TASK STATEMENT -> Would you find each line in the entries below with the string "robe" and copy it?

Start of Block

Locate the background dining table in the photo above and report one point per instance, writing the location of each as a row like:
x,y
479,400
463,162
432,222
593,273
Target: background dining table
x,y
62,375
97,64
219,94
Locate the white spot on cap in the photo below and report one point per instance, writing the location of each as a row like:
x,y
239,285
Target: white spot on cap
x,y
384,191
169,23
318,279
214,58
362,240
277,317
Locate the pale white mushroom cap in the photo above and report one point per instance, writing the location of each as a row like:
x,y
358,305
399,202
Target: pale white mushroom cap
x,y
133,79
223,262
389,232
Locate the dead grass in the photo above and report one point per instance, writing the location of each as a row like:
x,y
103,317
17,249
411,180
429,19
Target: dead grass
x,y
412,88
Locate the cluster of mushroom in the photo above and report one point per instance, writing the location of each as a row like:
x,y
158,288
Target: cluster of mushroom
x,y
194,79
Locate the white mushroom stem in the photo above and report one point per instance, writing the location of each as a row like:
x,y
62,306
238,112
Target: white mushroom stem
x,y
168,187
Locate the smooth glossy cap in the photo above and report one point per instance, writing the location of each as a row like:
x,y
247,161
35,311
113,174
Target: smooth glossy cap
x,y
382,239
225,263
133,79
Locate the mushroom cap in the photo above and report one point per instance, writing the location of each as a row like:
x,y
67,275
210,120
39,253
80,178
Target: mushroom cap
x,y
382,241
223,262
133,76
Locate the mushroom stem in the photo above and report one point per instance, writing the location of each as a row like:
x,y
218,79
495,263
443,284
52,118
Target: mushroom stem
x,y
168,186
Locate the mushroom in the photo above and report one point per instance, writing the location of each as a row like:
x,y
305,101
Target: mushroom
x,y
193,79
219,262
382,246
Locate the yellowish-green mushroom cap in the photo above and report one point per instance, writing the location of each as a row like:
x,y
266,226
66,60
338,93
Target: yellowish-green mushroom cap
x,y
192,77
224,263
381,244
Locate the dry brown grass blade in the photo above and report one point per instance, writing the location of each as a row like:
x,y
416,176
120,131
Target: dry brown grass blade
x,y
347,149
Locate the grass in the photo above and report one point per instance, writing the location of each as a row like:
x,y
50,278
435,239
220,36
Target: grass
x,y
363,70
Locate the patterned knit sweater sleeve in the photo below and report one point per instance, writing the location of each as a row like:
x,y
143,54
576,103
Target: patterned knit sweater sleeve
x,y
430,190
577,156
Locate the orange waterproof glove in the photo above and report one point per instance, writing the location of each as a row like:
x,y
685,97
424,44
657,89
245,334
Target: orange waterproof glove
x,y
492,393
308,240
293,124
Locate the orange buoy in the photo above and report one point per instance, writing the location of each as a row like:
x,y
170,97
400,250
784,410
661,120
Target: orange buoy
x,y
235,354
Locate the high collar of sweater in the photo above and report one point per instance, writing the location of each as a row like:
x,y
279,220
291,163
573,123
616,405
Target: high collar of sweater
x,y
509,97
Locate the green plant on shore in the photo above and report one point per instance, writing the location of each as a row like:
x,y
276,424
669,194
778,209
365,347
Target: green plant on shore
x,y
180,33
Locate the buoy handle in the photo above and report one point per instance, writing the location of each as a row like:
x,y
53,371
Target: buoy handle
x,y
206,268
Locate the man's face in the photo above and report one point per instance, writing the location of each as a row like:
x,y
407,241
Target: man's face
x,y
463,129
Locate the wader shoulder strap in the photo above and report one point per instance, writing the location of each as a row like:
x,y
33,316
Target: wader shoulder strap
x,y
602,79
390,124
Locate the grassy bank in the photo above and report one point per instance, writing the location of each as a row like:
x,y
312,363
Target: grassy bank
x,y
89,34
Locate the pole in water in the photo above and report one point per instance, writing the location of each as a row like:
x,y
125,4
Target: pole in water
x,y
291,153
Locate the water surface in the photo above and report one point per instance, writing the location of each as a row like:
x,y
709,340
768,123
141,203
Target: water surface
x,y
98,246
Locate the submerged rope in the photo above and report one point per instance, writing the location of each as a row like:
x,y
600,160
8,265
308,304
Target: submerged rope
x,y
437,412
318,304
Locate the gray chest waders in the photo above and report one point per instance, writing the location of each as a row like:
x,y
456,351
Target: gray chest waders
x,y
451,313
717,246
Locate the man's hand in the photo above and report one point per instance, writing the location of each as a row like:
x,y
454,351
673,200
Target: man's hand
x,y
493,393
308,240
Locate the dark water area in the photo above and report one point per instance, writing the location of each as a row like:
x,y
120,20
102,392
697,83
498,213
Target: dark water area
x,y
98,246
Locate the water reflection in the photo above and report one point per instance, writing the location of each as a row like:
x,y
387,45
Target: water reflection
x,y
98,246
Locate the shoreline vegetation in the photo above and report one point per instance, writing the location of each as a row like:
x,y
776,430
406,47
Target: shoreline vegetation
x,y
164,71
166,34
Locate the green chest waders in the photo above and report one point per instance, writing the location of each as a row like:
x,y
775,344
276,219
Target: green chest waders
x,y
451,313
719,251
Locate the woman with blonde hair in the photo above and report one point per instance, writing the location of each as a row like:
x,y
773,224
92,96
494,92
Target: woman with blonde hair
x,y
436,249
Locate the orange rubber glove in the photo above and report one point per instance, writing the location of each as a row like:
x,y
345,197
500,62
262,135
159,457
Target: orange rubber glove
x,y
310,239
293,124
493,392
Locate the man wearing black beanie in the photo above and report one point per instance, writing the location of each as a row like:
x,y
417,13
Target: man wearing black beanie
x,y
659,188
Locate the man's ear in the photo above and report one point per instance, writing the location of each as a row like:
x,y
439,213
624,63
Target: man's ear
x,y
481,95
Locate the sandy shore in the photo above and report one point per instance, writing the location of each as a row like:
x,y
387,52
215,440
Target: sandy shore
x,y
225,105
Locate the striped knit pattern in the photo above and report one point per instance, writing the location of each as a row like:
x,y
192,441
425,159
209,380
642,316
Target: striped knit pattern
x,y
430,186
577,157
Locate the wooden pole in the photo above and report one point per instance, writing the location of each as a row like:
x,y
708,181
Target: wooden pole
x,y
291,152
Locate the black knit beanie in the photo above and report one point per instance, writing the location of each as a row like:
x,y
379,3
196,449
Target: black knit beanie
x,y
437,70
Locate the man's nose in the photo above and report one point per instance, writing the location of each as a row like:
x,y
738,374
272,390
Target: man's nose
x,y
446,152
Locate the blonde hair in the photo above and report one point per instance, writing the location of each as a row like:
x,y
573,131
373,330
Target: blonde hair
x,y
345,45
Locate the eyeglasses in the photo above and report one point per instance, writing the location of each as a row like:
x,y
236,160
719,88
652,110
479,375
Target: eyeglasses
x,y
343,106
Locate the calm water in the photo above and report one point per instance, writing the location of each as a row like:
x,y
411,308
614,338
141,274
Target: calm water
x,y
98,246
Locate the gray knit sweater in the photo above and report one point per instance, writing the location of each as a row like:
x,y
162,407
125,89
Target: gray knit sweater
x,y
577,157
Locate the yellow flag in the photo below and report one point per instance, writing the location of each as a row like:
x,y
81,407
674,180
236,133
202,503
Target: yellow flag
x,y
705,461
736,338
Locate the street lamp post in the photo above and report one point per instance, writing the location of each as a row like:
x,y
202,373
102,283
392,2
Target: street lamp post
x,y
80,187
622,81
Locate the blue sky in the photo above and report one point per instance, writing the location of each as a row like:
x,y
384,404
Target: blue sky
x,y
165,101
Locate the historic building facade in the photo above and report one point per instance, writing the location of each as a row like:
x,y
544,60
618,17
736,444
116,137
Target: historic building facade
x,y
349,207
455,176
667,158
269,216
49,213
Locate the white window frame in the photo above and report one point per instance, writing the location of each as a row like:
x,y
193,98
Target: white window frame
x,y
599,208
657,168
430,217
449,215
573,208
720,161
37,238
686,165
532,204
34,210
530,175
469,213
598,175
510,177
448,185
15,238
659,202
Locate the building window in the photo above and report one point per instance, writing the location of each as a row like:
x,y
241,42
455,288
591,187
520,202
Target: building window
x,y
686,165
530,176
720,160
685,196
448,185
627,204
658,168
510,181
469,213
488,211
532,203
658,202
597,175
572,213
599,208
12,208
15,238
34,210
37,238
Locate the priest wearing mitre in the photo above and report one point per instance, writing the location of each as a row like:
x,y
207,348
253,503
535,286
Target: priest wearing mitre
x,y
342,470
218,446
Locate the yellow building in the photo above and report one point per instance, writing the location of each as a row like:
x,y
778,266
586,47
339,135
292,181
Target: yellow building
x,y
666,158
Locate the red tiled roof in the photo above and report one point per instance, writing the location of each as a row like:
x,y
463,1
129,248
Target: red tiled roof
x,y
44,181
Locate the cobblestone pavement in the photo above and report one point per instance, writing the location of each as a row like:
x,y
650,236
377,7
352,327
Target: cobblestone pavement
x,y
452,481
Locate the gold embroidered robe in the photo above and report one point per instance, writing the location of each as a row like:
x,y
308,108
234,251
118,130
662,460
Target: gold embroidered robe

End of Block

EXPECTED ANSWER ->
Locate the gold embroidered robe in the photo above and report one point per instance, writing the location of each as a row like:
Target: gold embroidered robe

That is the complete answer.